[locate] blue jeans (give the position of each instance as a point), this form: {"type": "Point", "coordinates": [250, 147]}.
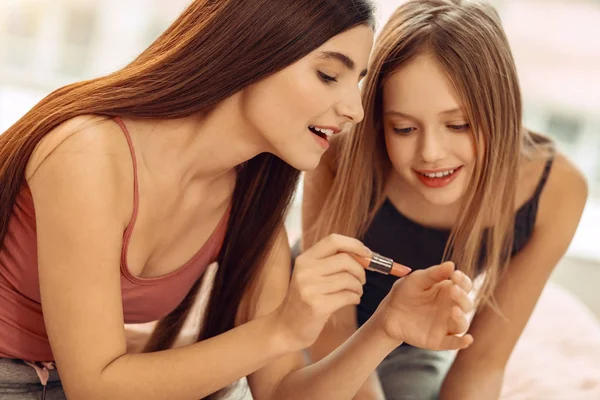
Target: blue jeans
{"type": "Point", "coordinates": [410, 373]}
{"type": "Point", "coordinates": [19, 381]}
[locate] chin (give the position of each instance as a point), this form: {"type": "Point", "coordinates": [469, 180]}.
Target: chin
{"type": "Point", "coordinates": [303, 161]}
{"type": "Point", "coordinates": [441, 199]}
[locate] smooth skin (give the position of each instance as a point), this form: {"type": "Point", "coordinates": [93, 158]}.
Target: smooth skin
{"type": "Point", "coordinates": [81, 179]}
{"type": "Point", "coordinates": [425, 128]}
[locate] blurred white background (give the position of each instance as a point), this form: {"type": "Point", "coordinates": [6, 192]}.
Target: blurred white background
{"type": "Point", "coordinates": [45, 44]}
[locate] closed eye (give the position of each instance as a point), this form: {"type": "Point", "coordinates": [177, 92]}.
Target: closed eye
{"type": "Point", "coordinates": [404, 131]}
{"type": "Point", "coordinates": [326, 78]}
{"type": "Point", "coordinates": [459, 128]}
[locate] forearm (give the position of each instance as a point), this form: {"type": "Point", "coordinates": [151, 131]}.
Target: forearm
{"type": "Point", "coordinates": [371, 389]}
{"type": "Point", "coordinates": [474, 382]}
{"type": "Point", "coordinates": [342, 373]}
{"type": "Point", "coordinates": [193, 371]}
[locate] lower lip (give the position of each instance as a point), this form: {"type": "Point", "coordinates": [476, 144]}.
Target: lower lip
{"type": "Point", "coordinates": [322, 142]}
{"type": "Point", "coordinates": [438, 182]}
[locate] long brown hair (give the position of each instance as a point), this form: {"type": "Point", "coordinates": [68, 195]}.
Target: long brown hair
{"type": "Point", "coordinates": [214, 49]}
{"type": "Point", "coordinates": [467, 39]}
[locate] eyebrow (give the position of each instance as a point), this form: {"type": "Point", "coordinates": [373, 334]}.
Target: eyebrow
{"type": "Point", "coordinates": [400, 114]}
{"type": "Point", "coordinates": [342, 58]}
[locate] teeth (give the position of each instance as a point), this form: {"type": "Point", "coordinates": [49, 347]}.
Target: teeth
{"type": "Point", "coordinates": [439, 174]}
{"type": "Point", "coordinates": [327, 132]}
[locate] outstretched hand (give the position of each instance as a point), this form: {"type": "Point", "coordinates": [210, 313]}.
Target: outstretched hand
{"type": "Point", "coordinates": [428, 309]}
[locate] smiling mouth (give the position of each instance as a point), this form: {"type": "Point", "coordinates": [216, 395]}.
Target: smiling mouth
{"type": "Point", "coordinates": [322, 133]}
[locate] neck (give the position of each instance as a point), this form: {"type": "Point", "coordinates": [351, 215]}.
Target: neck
{"type": "Point", "coordinates": [203, 147]}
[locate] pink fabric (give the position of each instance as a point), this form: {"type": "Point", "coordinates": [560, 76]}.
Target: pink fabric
{"type": "Point", "coordinates": [558, 355]}
{"type": "Point", "coordinates": [22, 330]}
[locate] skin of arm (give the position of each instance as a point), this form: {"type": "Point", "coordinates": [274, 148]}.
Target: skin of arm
{"type": "Point", "coordinates": [83, 204]}
{"type": "Point", "coordinates": [478, 371]}
{"type": "Point", "coordinates": [343, 324]}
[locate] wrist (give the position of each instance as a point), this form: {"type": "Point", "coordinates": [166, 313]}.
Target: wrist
{"type": "Point", "coordinates": [280, 337]}
{"type": "Point", "coordinates": [375, 329]}
{"type": "Point", "coordinates": [389, 323]}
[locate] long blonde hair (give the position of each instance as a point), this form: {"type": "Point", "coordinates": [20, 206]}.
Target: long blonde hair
{"type": "Point", "coordinates": [467, 40]}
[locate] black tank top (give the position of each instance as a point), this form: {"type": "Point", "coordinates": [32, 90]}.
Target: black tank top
{"type": "Point", "coordinates": [407, 242]}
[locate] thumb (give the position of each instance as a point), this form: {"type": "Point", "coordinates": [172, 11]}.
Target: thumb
{"type": "Point", "coordinates": [435, 274]}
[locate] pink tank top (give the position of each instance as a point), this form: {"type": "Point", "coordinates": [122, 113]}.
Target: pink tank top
{"type": "Point", "coordinates": [22, 331]}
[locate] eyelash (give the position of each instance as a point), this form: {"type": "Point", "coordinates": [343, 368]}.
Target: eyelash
{"type": "Point", "coordinates": [459, 128]}
{"type": "Point", "coordinates": [408, 131]}
{"type": "Point", "coordinates": [326, 78]}
{"type": "Point", "coordinates": [403, 131]}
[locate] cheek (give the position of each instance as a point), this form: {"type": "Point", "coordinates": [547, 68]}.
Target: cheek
{"type": "Point", "coordinates": [468, 149]}
{"type": "Point", "coordinates": [400, 151]}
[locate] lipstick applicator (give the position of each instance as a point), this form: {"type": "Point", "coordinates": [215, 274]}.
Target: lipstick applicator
{"type": "Point", "coordinates": [383, 265]}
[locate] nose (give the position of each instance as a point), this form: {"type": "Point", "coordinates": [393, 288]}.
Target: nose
{"type": "Point", "coordinates": [432, 146]}
{"type": "Point", "coordinates": [350, 106]}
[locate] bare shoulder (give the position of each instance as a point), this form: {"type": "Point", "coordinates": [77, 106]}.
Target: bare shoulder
{"type": "Point", "coordinates": [85, 158]}
{"type": "Point", "coordinates": [82, 135]}
{"type": "Point", "coordinates": [565, 192]}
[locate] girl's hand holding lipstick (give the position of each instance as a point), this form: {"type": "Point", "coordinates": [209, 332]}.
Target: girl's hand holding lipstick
{"type": "Point", "coordinates": [325, 279]}
{"type": "Point", "coordinates": [428, 309]}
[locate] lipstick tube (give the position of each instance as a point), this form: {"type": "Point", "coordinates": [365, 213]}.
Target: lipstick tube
{"type": "Point", "coordinates": [382, 265]}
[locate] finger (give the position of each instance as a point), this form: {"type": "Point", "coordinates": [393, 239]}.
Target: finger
{"type": "Point", "coordinates": [462, 280]}
{"type": "Point", "coordinates": [341, 299]}
{"type": "Point", "coordinates": [458, 321]}
{"type": "Point", "coordinates": [334, 244]}
{"type": "Point", "coordinates": [455, 342]}
{"type": "Point", "coordinates": [429, 277]}
{"type": "Point", "coordinates": [344, 262]}
{"type": "Point", "coordinates": [462, 299]}
{"type": "Point", "coordinates": [340, 282]}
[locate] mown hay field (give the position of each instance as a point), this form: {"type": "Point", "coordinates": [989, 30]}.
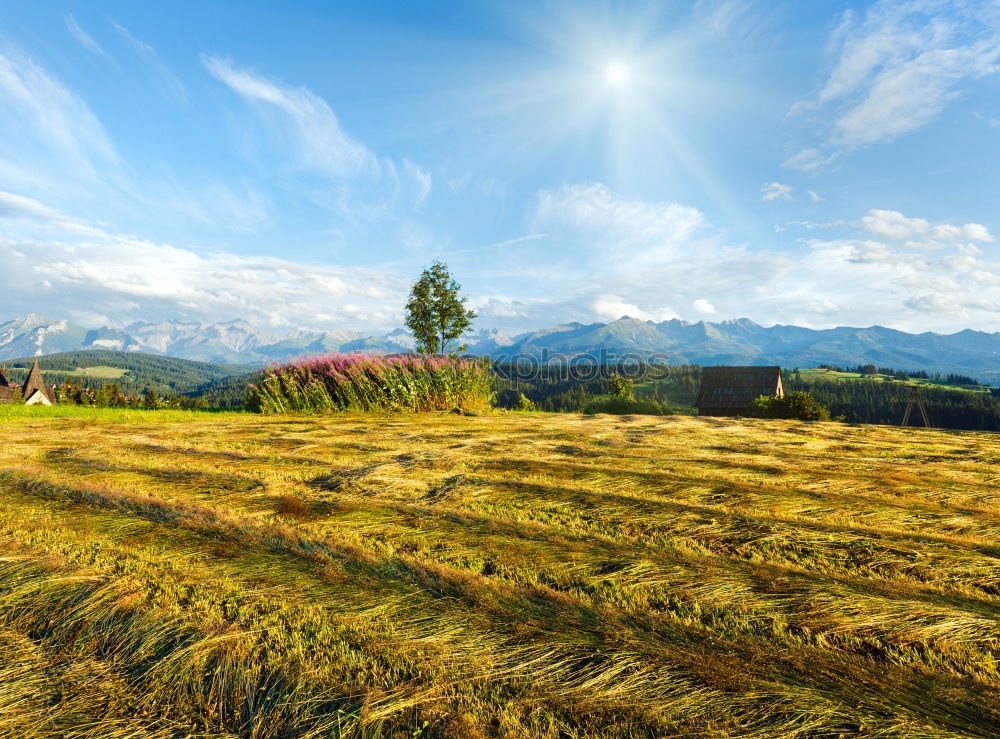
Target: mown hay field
{"type": "Point", "coordinates": [169, 574]}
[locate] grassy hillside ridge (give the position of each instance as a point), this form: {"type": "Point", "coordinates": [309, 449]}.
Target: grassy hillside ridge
{"type": "Point", "coordinates": [132, 371]}
{"type": "Point", "coordinates": [823, 374]}
{"type": "Point", "coordinates": [550, 575]}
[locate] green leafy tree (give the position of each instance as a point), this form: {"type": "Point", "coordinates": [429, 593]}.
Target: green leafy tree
{"type": "Point", "coordinates": [798, 405]}
{"type": "Point", "coordinates": [435, 312]}
{"type": "Point", "coordinates": [151, 401]}
{"type": "Point", "coordinates": [524, 403]}
{"type": "Point", "coordinates": [622, 387]}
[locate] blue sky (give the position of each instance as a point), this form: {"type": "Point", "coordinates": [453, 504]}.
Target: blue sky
{"type": "Point", "coordinates": [297, 164]}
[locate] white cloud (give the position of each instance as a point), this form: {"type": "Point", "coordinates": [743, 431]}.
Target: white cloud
{"type": "Point", "coordinates": [775, 191]}
{"type": "Point", "coordinates": [809, 159]}
{"type": "Point", "coordinates": [86, 40]}
{"type": "Point", "coordinates": [893, 225]}
{"type": "Point", "coordinates": [652, 256]}
{"type": "Point", "coordinates": [638, 226]}
{"type": "Point", "coordinates": [48, 132]}
{"type": "Point", "coordinates": [169, 81]}
{"type": "Point", "coordinates": [131, 279]}
{"type": "Point", "coordinates": [613, 307]}
{"type": "Point", "coordinates": [322, 143]}
{"type": "Point", "coordinates": [897, 68]}
{"type": "Point", "coordinates": [315, 139]}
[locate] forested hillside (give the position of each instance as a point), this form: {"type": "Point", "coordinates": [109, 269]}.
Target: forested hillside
{"type": "Point", "coordinates": [141, 372]}
{"type": "Point", "coordinates": [857, 400]}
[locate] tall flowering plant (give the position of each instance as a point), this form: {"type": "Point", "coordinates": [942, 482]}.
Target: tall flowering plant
{"type": "Point", "coordinates": [372, 383]}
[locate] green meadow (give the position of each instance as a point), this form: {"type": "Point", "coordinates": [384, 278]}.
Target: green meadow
{"type": "Point", "coordinates": [184, 574]}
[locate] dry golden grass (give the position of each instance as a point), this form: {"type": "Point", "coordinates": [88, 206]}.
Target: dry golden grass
{"type": "Point", "coordinates": [518, 575]}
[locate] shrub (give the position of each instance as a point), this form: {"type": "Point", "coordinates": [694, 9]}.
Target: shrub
{"type": "Point", "coordinates": [291, 505]}
{"type": "Point", "coordinates": [622, 387]}
{"type": "Point", "coordinates": [626, 406]}
{"type": "Point", "coordinates": [335, 383]}
{"type": "Point", "coordinates": [524, 403]}
{"type": "Point", "coordinates": [798, 405]}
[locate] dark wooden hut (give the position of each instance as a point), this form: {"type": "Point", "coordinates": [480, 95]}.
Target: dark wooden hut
{"type": "Point", "coordinates": [729, 391]}
{"type": "Point", "coordinates": [7, 393]}
{"type": "Point", "coordinates": [35, 391]}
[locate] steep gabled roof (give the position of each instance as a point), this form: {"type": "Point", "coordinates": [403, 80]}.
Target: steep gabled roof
{"type": "Point", "coordinates": [35, 382]}
{"type": "Point", "coordinates": [737, 387]}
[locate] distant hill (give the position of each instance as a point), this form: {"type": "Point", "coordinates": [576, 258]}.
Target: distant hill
{"type": "Point", "coordinates": [742, 341]}
{"type": "Point", "coordinates": [738, 341]}
{"type": "Point", "coordinates": [136, 372]}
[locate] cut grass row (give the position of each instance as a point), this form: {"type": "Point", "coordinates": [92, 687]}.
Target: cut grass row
{"type": "Point", "coordinates": [524, 575]}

━━━━━━━━━━

> Problem details: Give back exactly the lines beginning at the one with "[locate] steep gabled" and ending at the final line of the material; both boundary lines belong in it.

> Correct answer:
[locate] steep gabled roof (give the position of each instance as a point), this form: {"type": "Point", "coordinates": [403, 80]}.
Target: steep gabled roof
{"type": "Point", "coordinates": [35, 382]}
{"type": "Point", "coordinates": [737, 387]}
[locate] distant hill (give the position of each instance as a point), this form: {"type": "Point", "coordinates": [576, 258]}.
Target: distant hill
{"type": "Point", "coordinates": [742, 341]}
{"type": "Point", "coordinates": [738, 341]}
{"type": "Point", "coordinates": [136, 372]}
[locate] cut grass row (give the position of each instance as a point), this form: {"type": "Point", "coordinates": [92, 687]}.
Target: cut grass row
{"type": "Point", "coordinates": [524, 575]}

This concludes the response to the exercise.